▶ **Problem to solve**
Copy word for word the lines starting at the one that contains "request: segment every instance of the framed" and ending at the one that contains "[[[331,122],[333,125],[341,125],[342,122],[332,121]]]", including both. Omit the pictures from your answer.

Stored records
•••

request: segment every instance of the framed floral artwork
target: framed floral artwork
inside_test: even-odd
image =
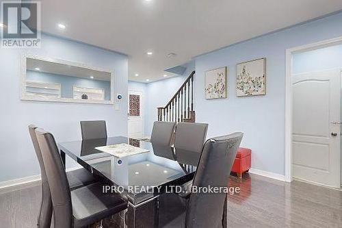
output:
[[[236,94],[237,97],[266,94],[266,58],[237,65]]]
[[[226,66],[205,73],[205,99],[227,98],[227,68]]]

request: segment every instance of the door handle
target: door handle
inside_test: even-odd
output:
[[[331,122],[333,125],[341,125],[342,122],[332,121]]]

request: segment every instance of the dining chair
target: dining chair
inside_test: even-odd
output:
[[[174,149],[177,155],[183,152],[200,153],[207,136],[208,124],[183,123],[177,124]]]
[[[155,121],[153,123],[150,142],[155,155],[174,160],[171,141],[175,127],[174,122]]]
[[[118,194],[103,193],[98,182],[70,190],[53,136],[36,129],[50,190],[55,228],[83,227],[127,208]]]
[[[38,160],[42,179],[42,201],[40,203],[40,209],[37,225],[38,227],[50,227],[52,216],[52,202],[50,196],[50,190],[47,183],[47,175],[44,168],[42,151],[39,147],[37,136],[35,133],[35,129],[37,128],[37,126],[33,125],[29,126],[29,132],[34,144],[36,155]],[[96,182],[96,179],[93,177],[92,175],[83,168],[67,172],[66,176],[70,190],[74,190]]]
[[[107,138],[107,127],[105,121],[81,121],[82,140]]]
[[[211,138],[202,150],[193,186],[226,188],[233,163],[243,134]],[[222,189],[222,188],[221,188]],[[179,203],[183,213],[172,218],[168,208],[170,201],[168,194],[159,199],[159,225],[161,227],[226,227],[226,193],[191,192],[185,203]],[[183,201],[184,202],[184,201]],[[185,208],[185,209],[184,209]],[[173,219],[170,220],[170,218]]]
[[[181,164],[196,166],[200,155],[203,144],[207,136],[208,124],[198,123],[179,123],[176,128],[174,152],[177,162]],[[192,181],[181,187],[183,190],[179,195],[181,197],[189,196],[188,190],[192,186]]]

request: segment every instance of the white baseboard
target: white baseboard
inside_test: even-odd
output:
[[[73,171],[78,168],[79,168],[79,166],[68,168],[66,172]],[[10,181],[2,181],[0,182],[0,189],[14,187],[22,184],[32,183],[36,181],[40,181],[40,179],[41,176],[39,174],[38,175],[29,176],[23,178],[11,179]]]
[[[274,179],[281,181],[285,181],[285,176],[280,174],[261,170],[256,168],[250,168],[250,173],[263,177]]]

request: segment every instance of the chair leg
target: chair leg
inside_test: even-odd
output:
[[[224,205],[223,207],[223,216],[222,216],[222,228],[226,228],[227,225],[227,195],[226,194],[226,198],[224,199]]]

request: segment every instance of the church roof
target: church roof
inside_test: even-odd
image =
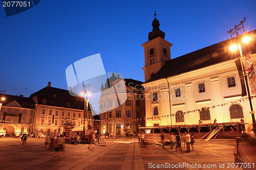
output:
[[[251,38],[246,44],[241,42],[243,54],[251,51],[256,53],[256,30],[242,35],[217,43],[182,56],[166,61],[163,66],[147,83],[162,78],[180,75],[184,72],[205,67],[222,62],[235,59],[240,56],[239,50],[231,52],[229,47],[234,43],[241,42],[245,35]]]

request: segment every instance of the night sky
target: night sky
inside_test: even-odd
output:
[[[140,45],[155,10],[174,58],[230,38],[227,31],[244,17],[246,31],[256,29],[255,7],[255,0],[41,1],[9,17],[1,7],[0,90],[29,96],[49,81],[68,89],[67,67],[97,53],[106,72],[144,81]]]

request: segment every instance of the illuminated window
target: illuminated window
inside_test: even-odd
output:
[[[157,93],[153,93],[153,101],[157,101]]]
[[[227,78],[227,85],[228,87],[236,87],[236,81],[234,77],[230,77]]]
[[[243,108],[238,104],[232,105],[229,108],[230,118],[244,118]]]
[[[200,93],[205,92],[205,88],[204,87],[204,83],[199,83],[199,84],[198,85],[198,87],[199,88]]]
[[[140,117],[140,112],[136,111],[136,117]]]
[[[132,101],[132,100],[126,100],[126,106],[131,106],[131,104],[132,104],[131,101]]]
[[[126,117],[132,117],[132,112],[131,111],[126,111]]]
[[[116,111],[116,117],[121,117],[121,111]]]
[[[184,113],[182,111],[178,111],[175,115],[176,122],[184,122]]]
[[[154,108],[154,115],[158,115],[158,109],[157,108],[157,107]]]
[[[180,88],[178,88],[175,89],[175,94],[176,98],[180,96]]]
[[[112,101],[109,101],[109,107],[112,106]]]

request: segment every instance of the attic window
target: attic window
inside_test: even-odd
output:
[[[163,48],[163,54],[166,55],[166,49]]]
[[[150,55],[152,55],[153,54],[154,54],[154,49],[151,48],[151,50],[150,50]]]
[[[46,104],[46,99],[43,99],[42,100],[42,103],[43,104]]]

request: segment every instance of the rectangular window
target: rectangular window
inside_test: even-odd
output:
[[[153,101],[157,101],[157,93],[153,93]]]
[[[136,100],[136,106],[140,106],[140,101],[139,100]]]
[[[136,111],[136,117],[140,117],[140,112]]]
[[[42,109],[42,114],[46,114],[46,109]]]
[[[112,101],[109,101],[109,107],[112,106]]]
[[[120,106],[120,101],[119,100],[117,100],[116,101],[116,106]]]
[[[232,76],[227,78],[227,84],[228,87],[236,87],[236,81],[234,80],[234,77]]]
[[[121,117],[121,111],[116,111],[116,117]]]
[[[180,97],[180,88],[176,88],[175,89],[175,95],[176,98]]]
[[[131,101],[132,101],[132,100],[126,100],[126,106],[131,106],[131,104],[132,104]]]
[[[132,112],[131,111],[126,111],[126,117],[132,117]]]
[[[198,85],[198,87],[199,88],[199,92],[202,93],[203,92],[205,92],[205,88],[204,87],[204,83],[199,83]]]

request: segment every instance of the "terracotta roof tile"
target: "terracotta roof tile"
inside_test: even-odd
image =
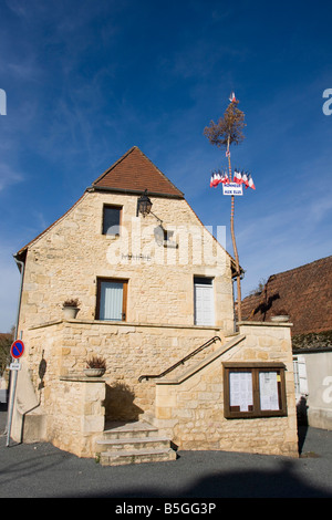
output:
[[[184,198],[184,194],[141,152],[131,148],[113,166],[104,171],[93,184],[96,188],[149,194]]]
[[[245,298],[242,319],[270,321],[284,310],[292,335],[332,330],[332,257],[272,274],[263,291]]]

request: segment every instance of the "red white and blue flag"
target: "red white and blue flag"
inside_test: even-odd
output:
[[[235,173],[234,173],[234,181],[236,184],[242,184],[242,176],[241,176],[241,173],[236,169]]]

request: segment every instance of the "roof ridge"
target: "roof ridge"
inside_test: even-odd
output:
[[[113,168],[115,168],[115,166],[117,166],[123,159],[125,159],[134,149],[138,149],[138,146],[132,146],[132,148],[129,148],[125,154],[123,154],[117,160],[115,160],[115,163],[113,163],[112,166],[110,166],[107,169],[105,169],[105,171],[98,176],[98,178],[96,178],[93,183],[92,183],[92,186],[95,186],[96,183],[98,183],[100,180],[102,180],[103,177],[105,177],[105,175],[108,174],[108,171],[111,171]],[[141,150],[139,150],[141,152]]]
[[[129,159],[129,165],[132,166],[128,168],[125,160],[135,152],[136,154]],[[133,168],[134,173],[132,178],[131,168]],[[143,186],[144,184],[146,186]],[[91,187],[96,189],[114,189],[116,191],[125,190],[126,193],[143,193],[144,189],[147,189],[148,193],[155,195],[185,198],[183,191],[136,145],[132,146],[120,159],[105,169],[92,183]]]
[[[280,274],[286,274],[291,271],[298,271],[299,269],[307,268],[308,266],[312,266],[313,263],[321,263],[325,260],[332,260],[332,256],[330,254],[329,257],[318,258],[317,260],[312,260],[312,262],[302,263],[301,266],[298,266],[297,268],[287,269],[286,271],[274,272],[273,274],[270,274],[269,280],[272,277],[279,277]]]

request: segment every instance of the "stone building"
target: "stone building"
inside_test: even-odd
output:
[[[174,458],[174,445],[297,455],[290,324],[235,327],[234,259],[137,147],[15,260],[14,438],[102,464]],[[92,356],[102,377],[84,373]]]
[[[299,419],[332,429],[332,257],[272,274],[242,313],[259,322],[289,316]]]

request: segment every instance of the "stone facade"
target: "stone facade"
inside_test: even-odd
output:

•••

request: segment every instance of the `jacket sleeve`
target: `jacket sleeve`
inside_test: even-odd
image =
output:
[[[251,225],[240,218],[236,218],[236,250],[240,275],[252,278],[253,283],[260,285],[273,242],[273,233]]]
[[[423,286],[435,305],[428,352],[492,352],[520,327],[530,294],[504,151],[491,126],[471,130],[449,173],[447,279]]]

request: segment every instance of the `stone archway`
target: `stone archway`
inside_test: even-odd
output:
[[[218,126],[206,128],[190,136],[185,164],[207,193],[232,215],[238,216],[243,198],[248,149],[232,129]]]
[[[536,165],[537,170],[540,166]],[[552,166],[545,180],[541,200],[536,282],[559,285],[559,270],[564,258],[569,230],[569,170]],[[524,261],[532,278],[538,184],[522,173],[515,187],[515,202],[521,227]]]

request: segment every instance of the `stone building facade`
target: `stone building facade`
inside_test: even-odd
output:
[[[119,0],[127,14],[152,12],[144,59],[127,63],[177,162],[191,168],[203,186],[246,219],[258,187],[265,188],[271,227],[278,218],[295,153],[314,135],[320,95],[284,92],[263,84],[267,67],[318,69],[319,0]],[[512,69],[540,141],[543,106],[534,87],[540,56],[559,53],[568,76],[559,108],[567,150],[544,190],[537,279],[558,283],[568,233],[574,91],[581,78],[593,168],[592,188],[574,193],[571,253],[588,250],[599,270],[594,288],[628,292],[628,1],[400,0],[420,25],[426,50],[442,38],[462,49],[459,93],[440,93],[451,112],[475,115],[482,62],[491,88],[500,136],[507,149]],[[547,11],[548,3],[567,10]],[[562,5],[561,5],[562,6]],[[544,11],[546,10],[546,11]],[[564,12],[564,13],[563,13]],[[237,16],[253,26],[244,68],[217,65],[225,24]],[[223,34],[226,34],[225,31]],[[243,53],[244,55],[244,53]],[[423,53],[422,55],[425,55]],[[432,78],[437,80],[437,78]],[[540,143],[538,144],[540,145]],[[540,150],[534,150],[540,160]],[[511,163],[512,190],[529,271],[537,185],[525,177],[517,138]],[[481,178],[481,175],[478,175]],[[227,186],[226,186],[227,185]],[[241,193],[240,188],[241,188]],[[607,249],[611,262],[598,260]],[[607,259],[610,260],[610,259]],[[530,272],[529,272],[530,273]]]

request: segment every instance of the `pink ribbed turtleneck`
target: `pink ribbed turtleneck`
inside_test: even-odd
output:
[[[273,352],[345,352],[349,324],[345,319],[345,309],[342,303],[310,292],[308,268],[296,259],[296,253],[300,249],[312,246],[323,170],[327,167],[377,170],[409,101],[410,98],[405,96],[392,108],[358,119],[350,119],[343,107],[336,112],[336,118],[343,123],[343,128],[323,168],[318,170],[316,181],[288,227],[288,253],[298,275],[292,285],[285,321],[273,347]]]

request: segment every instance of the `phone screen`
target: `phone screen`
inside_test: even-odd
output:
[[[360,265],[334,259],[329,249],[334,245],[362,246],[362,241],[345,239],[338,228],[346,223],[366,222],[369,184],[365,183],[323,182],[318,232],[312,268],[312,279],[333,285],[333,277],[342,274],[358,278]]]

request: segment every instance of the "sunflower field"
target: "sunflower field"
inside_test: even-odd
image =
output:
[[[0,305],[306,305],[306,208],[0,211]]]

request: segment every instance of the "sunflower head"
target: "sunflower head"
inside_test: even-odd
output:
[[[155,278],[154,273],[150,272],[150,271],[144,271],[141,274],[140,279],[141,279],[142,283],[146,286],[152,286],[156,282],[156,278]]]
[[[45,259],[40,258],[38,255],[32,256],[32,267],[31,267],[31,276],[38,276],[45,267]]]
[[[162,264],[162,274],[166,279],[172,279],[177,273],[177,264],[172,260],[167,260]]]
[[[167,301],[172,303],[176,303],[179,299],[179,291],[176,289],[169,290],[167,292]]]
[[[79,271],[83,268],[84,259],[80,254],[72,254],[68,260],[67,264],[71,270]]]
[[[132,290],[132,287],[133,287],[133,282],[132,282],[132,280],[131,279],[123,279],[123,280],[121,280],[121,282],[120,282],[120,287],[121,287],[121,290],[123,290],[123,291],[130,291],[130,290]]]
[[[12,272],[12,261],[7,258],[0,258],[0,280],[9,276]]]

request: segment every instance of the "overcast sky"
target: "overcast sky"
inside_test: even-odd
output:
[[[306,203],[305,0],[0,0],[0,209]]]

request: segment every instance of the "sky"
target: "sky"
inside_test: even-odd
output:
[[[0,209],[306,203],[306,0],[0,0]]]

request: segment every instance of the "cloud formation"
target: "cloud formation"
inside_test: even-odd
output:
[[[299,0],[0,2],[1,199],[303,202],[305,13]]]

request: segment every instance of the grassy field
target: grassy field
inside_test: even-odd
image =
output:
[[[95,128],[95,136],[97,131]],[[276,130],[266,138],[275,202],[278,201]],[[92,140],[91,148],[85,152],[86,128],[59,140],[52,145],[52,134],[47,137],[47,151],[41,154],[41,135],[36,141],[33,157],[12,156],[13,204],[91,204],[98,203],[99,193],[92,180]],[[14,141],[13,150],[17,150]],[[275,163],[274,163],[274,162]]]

•••

▶ **Full answer**
request: segment every instance of the framed floral artwork
target: framed floral artwork
inside_test: even-odd
image =
output:
[[[236,94],[237,97],[266,94],[266,58],[237,65]]]
[[[226,66],[205,73],[205,99],[227,98],[227,68]]]

request: segment every instance of the door handle
target: door handle
inside_test: even-odd
output:
[[[331,122],[333,125],[341,125],[342,122],[332,121]]]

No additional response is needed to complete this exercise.